### [INPUT ROWS]
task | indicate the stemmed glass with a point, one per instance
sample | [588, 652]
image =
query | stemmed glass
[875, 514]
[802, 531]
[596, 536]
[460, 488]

### [EXERCISE]
Reproduce every line of the entries above, requests included, with each point coordinate in the answers offset by -86.

### [SOLUTION BELOW]
task | indicate the stemmed glass with a point, one per instance
sample | [588, 652]
image =
query | stemmed glass
[789, 428]
[716, 445]
[510, 450]
[374, 402]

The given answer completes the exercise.